◆ **Task to complete**
Return the material below in full and exactly.

◆ **Entries**
▬▬▬▬▬▬

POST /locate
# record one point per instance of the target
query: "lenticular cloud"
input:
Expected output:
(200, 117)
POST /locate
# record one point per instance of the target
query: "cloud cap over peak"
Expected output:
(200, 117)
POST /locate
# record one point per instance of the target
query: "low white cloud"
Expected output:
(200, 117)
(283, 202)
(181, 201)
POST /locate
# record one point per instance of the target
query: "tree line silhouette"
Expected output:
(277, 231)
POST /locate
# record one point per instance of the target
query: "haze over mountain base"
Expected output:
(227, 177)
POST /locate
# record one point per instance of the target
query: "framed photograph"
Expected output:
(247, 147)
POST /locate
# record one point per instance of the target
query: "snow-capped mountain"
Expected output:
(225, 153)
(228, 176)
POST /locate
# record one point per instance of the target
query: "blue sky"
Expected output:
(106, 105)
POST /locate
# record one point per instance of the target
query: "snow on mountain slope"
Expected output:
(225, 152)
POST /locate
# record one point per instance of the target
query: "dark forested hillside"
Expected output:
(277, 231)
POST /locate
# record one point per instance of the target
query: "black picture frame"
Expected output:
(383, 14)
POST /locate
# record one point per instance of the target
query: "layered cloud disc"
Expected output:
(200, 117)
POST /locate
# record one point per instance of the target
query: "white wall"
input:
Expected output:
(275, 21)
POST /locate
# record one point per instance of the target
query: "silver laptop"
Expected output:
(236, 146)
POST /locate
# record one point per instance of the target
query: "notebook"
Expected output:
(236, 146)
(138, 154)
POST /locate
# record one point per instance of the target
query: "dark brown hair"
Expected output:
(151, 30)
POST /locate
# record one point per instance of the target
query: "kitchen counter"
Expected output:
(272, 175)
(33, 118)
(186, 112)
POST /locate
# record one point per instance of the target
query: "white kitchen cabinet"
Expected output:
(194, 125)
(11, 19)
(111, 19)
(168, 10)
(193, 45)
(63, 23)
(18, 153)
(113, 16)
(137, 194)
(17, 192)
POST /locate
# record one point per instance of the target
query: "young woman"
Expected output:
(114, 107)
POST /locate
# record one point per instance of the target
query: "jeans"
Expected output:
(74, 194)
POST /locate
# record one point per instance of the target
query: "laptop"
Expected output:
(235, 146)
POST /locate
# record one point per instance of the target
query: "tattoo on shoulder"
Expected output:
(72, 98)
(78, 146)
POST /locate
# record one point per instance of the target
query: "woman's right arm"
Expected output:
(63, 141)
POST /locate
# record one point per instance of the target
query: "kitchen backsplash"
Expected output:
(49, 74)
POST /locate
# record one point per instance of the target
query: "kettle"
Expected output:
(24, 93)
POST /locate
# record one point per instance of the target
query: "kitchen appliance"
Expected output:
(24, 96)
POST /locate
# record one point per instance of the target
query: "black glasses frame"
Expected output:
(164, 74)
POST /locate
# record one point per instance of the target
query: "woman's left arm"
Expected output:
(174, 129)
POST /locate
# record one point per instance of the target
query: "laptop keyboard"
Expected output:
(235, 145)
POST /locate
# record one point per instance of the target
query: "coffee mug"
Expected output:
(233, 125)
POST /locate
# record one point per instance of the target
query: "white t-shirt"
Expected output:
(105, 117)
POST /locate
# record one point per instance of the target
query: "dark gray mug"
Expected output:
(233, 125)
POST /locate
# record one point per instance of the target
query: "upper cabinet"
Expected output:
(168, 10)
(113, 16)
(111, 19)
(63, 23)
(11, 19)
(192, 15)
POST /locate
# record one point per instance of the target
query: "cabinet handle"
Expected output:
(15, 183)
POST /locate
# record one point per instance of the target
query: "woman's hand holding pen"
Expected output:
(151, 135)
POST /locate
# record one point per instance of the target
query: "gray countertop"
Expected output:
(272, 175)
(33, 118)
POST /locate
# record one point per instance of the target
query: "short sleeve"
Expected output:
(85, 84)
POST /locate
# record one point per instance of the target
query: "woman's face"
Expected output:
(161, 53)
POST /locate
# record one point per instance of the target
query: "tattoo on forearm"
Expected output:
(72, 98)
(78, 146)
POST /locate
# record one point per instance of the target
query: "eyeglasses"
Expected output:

▬▬▬▬▬▬

◆ **Exercise answer**
POST /locate
# record one point per instance of the target
query: "lenticular cloud"
input:
Expected output:
(200, 117)
POST /locate
# record one point per instance of the target
query: "cloud cap over peak"
Expected output:
(200, 117)
POST /locate
# record one point per instance of the target
query: "low white cloud"
Expected output:
(200, 117)
(283, 202)
(181, 201)
POST /locate
# record one point per instance of the target
query: "tree line silhouette"
Expected output:
(277, 231)
POST /locate
# record one point per instance of the target
query: "haze over mountain base"
Expected output:
(227, 177)
POST /locate
# record one point per instance of the target
query: "framed photograph"
Expected output:
(247, 147)
POST /locate
# record one point per instance of the target
query: "snow-capped mountain"
Expected output:
(225, 153)
(228, 176)
POST /locate
# record one point per instance of the target
query: "blue sky"
Expected output:
(106, 105)
POST /locate
# record one point per instance of the target
query: "snow on mountain slope"
Expected output:
(225, 152)
POST /locate
# record one point per instance of the target
query: "dark forested hillside"
Expected output:
(277, 231)
POST /locate
# record one point per instance of the target
query: "black picture frame"
Expected output:
(383, 14)
POST /locate
# record one point per instance of the target
query: "layered cloud disc"
Expected output:
(200, 117)
POST /locate
# record one point per instance of the target
query: "white wall"
input:
Expected output:
(275, 21)
POST /locate
# record one point per instance of the target
query: "silver laptop"
Expected output:
(236, 146)
POST /locate
# record one point per instance of the target
query: "notebook"
Expected output:
(236, 146)
(138, 154)
POST /locate
# record one point per instance of the target
query: "dark brown hair"
Expected output:
(151, 30)
POST /locate
# record one point per instance of the target
query: "kitchen counter"
Expected output:
(272, 175)
(33, 118)
(186, 112)
POST /locate
# record one point per instance of the target
query: "white kitchen cabinet"
Expected output:
(194, 125)
(11, 19)
(111, 19)
(168, 10)
(193, 45)
(63, 23)
(18, 153)
(113, 16)
(137, 194)
(17, 192)
POST /locate
# record one point per instance of the target
query: "young woman"
Expected output:
(114, 107)
POST /locate
# record one point per instance of the target
query: "jeans"
Expected output:
(74, 194)
POST /locate
# record one point per instance of the target
query: "laptop"
Expected output:
(235, 146)
POST /locate
# record one point per instance of the target
query: "tattoo on shoulder"
Expected output:
(72, 98)
(78, 146)
POST /locate
# record one point per instance of the target
query: "woman's right arm"
Expected output:
(63, 141)
POST /locate
# record one point per instance of the target
query: "kitchen backsplash"
Expected output:
(49, 74)
POST /locate
# record one point per instance of the target
query: "kettle"
Expected output:
(24, 93)
POST /locate
# record one point per instance of the target
query: "kitchen appliance"
Expected output:
(24, 96)
POST /locate
# record one point per instance of the target
query: "black glasses frame"
Expected output:
(164, 74)
POST /locate
# record one point per instance of the target
query: "woman's left arm"
Expected output:
(174, 129)
POST /locate
# record one point per instance of the target
query: "laptop keyboard"
Expected output:
(235, 145)
POST /locate
# record one point per instance of the target
query: "coffee mug"
Expected output:
(233, 125)
POST /locate
# record one point per instance of the target
query: "white t-shirt"
Expected output:
(105, 117)
POST /locate
# record one point per instance of the target
query: "dark gray mug"
Expected output:
(233, 125)
POST /locate
# record one point per instance of the target
query: "upper cabinet"
Expected output:
(168, 10)
(113, 16)
(111, 19)
(63, 23)
(11, 19)
(192, 15)
POST /locate
# record one point per instance of the target
query: "cabinet handle"
Expected output:
(15, 183)
POST /locate
# record one point per instance of the target
query: "woman's hand holding pen"
Expected output:
(151, 135)
POST /locate
# record one point per instance of the target
query: "gray countertop"
Expected output:
(272, 175)
(33, 118)
POST /locate
# record one point per instance of the target
query: "short sleeve"
Expected output:
(85, 84)
POST /locate
# record one point per instance of the target
query: "woman's face"
Expected output:
(161, 53)
POST /locate
# record one point per instance of the target
query: "tattoo on forearm"
Expected output:
(72, 98)
(78, 146)
POST /locate
# record one point per instance of the target
query: "eyeglasses"
Expected output:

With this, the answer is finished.